● **Supplied records**:

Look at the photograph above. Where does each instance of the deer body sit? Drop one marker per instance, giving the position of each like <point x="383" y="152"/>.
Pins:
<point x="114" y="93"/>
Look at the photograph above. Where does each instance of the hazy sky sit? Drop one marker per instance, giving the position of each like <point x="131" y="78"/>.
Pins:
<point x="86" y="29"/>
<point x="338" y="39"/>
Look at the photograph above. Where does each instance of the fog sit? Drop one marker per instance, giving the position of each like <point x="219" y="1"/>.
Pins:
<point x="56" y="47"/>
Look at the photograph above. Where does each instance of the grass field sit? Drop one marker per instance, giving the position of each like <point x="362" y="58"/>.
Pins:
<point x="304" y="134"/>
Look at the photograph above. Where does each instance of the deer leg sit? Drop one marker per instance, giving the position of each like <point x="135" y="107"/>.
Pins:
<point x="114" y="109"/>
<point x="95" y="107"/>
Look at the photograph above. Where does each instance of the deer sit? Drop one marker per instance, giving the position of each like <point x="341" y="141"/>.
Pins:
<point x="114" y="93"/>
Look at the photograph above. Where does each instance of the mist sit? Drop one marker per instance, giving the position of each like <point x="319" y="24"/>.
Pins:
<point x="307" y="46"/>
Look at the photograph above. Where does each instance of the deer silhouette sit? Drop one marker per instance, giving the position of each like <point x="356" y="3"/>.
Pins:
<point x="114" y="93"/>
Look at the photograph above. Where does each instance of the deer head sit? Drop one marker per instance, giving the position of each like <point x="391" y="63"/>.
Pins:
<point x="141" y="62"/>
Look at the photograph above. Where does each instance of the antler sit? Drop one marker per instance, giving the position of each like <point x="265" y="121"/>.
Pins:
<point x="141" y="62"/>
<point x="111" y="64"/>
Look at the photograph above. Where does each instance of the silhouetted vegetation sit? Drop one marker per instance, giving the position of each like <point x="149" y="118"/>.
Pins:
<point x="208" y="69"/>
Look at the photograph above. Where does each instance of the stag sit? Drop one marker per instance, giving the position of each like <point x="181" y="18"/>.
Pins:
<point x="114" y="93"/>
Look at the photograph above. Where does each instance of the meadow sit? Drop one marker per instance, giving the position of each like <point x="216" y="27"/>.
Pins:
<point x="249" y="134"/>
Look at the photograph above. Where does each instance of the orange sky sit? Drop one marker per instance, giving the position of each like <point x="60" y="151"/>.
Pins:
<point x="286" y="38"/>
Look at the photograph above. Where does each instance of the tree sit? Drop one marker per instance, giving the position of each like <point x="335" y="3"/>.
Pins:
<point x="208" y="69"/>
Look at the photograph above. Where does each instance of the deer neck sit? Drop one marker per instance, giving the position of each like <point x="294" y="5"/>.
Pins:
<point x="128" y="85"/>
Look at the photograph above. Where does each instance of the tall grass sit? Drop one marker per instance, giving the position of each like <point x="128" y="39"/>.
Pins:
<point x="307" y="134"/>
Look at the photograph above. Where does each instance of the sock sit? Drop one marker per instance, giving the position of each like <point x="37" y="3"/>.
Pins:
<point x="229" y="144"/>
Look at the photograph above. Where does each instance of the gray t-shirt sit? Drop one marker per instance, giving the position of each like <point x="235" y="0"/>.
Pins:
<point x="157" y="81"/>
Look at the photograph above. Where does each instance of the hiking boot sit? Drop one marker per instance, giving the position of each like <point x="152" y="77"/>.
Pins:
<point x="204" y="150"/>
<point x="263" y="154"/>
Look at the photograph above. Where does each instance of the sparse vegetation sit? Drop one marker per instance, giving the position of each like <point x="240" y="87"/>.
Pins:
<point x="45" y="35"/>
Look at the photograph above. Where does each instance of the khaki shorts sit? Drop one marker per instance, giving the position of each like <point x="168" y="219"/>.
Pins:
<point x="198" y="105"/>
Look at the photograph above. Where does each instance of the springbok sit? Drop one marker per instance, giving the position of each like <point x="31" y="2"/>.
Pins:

● **Your objective**:
Each entry shown above must be retyped word for word.

● **Response box**:
Look at the photograph above. Where does each instance of the deer body sit? Drop one marker per instance, giving the position of each like <point x="383" y="152"/>.
Pins:
<point x="114" y="93"/>
Look at the photograph above. Where does each instance of the hazy sky sit? Drop one marker per instance, giving the position of each like <point x="131" y="78"/>.
Pins:
<point x="86" y="29"/>
<point x="338" y="39"/>
Look at the photograph above. Where does each instance of the fog sit? Drop one marker per instance, giving the position of each like <point x="219" y="1"/>.
Pins:
<point x="56" y="47"/>
Look at the photograph above. Where does each instance of the grass field sit? Drop one marker per instance, giving the position of each like <point x="362" y="58"/>.
Pins:
<point x="304" y="134"/>
Look at the photograph above. Where does each instance of the deer leg sit? Drop one marker per instance, giving the position of each like <point x="135" y="107"/>.
Pins:
<point x="114" y="109"/>
<point x="95" y="107"/>
Look at the photograph above. Where does each instance of the deer sit? Drop one marker per instance, giving the position of each like <point x="341" y="141"/>.
Pins:
<point x="114" y="93"/>
Look at the photograph above. Where does each instance of the mist sit? Drop one marker per instance, giving the position of each like <point x="319" y="24"/>.
Pins:
<point x="307" y="46"/>
Look at the photograph above. Where does each instance of the deer silhouette sit? Drop one marker per instance, giving the position of each like <point x="356" y="3"/>.
Pins:
<point x="114" y="93"/>
Look at the photograph above. Where does each instance of the deer head sit? Drop one marker per instance, giving the position of each like <point x="391" y="63"/>.
Pins:
<point x="141" y="62"/>
Look at the photograph above. Where does each instance of the antler sit? Drop one marker per instance, giving the position of each like <point x="265" y="121"/>.
Pins:
<point x="141" y="62"/>
<point x="111" y="64"/>
Look at the photograph above. Where does each instance of the silhouetted vegetation sit? Drop one marker per instance, giving the position of each like <point x="149" y="118"/>.
Pins:
<point x="208" y="69"/>
Look at the photograph above. Where does each instance of the stag sit? Drop one marker per instance, giving the position of each like <point x="181" y="18"/>.
Pins:
<point x="114" y="93"/>
Look at the photograph above. Where does each instance of the meadow sit? Drop one marker per instance, giving the position of each like <point x="216" y="27"/>.
Pins:
<point x="249" y="134"/>
Look at the photograph above. Where does each instance of the orange sky sit? Drop one marker per instance, giving the position of each like <point x="60" y="151"/>.
Pins:
<point x="286" y="38"/>
Look at the photograph above. Where does each instance of the tree sit? Drop one marker per instance, giving the position of each like <point x="335" y="3"/>.
Pins:
<point x="208" y="69"/>
Look at the photograph above. Where does each instance of the deer neck sit? Drop one marker per instance, giving the position of each like <point x="294" y="5"/>.
Pins:
<point x="128" y="85"/>
Look at the photograph above. Where does each instance of the tall grass sit? Drop one marker per instance, giving the position of each like <point x="128" y="39"/>.
Pins:
<point x="307" y="134"/>
Look at the photograph above. Where does each instance of the sock sit? Drop one marker per instance, giving the position of each like <point x="37" y="3"/>.
Pins:
<point x="229" y="144"/>
Look at the photograph above. Where does each instance of the gray t-shirt sit? Drop one marker per instance, giving the position of each like <point x="235" y="0"/>.
Pins:
<point x="157" y="81"/>
Look at the photograph above. Where does each instance of the hiking boot sit? Drop one marker per instance, giving the position of each like <point x="152" y="77"/>.
Pins:
<point x="204" y="150"/>
<point x="263" y="154"/>
Look at the photograph above. Where does each instance of the sparse vegetation sit? Drop one marker per instance, giving the position of each like <point x="240" y="87"/>.
Pins:
<point x="45" y="35"/>
Look at the photograph above. Where does each instance of the khaki shorts sit? Drop one marker per instance, giving the position of each like <point x="168" y="219"/>.
Pins:
<point x="198" y="105"/>
Look at the photograph above. Where does each instance of the springbok sit? Drop one marker per instance, giving the position of each like <point x="31" y="2"/>.
Pins:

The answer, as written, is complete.